**GIVEN EXERCISE 1**. Return every line of the records that contains the string "gray", with case counting.

**PAGE EXCERPT**.
▼▼▼
Hi,
I am working on a 3D app that is CAD-like.
It is windowed and has a single main render viewport.
The OpenGL rendering consists of a mix of DisplayLists, Text, a few immediate commands, and mostly Index/Vertex/Normal/Color arrays.
I have been testing the app on a number of Windows systems, and every one that has an NVidia card is approximately 5x slower rendering the array objects than ATI. The few minor DisplayLists etc. are so few entities that they render blazingly fast on both so I cannot use them as any performance guideline.
An example, if I render an array object of 64k indexes + vertex/normal/color data, it will take approximately 1ms on systems with ATI and 5ms on systems with NVidia, this is totally consistent on every system I have tested.
If I add a second array object, I get approximately 2x the render time or 10ms on NVidia and 2ms on ATI.
If I add a third array object, I get approximately 3x on both (15ms NV, 3ms ATI).
The index/vertex/normal/color arrays are very well layed out and optimized. Even if they were a mess so that vertex-cache misses occurred there shouldn’t be such as discrepancy between NVidia and ATI.
The arrays are managed and sent individually to the GPU because I need easy modification of their data CPU-side. FYI I did try interleaving the arrays to send a single array to OpenGL and it made no difference on the NVidia performance issue. The overall performance on all systems improved by about 5%.
▲▲▲
**EXTRACTED ENTRIES**.
▼▼▼
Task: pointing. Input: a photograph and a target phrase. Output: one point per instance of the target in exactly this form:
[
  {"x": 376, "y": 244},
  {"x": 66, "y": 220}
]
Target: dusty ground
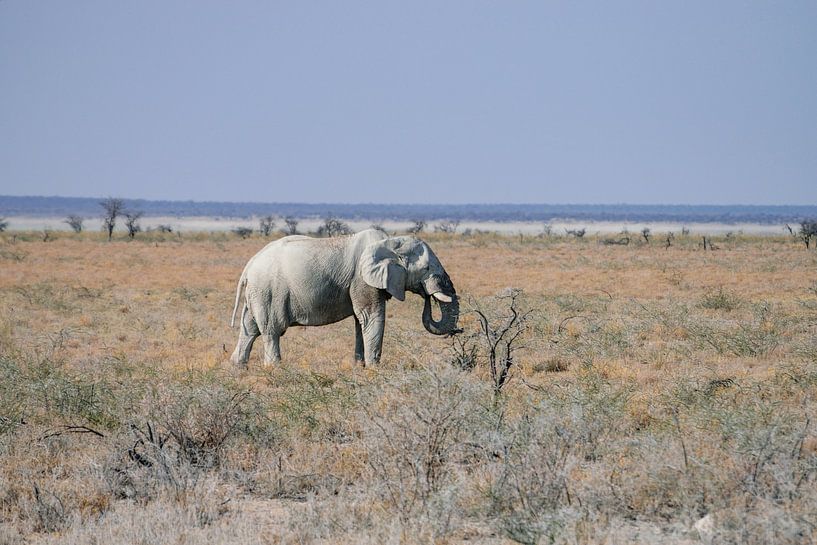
[{"x": 653, "y": 386}]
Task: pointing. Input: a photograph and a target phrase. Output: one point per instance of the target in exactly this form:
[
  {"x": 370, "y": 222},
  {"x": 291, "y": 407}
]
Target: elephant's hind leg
[
  {"x": 359, "y": 349},
  {"x": 272, "y": 348},
  {"x": 248, "y": 332}
]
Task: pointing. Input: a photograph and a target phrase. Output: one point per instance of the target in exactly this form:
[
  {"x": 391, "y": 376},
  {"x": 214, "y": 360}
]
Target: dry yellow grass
[{"x": 647, "y": 329}]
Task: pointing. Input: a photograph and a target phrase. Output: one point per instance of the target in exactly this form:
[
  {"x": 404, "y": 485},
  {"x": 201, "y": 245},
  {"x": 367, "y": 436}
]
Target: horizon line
[{"x": 402, "y": 203}]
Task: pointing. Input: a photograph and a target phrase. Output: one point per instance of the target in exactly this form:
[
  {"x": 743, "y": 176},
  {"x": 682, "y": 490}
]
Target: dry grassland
[{"x": 653, "y": 388}]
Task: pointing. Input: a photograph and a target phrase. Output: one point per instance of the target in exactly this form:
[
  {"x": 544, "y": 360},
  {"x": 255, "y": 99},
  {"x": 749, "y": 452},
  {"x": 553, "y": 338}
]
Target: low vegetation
[{"x": 650, "y": 394}]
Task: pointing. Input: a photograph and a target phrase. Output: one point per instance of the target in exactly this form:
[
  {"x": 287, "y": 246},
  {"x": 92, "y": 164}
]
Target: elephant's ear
[{"x": 380, "y": 267}]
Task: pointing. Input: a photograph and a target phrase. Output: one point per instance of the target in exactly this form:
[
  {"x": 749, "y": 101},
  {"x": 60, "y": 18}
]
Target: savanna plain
[{"x": 655, "y": 395}]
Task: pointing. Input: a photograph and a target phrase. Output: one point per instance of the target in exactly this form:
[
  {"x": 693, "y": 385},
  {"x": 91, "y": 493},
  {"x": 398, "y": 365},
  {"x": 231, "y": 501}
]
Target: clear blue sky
[{"x": 411, "y": 102}]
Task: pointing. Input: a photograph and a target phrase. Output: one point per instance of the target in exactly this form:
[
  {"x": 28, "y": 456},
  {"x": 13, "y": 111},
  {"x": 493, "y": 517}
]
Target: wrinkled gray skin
[{"x": 299, "y": 280}]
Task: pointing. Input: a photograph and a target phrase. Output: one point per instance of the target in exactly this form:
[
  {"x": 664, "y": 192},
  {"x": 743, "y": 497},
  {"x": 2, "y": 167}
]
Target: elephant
[{"x": 300, "y": 280}]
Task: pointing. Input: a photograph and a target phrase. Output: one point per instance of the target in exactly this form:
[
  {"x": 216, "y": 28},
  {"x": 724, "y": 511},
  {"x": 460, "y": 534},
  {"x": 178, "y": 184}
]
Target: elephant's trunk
[{"x": 448, "y": 321}]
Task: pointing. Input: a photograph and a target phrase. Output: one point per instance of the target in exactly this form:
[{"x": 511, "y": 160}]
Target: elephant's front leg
[
  {"x": 359, "y": 350},
  {"x": 372, "y": 324}
]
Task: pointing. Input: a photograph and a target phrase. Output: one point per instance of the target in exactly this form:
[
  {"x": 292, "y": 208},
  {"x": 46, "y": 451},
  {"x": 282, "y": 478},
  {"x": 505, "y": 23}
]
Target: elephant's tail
[{"x": 241, "y": 283}]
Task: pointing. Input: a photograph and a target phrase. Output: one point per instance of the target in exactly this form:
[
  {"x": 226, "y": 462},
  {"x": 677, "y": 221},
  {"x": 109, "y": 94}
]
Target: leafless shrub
[
  {"x": 808, "y": 230},
  {"x": 720, "y": 300},
  {"x": 464, "y": 351},
  {"x": 417, "y": 226},
  {"x": 75, "y": 223},
  {"x": 291, "y": 226},
  {"x": 266, "y": 225},
  {"x": 333, "y": 227},
  {"x": 449, "y": 226},
  {"x": 112, "y": 209},
  {"x": 416, "y": 435},
  {"x": 500, "y": 333},
  {"x": 243, "y": 232},
  {"x": 132, "y": 222},
  {"x": 547, "y": 230}
]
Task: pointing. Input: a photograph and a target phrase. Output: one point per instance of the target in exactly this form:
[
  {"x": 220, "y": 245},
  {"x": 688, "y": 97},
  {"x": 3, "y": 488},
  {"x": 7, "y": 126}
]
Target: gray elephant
[{"x": 299, "y": 280}]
▲▲▲
**GIVEN EXERCISE 2**.
Answer these questions from the forum post on OpenGL rendering speed:
(a) How many render viewports does the app have?
(b) On systems with ATI, about how long does one array object of 64k indexes take to render?
(c) By about how much did overall performance improve after the arrays were interleaved?

**WORKED SOLUTION 1**.
Target: wrinkled gray skin
Target: gray elephant

**WORKED SOLUTION 2**.
(a) A single main render viewport.
(b) About 1ms.
(c) About 5%.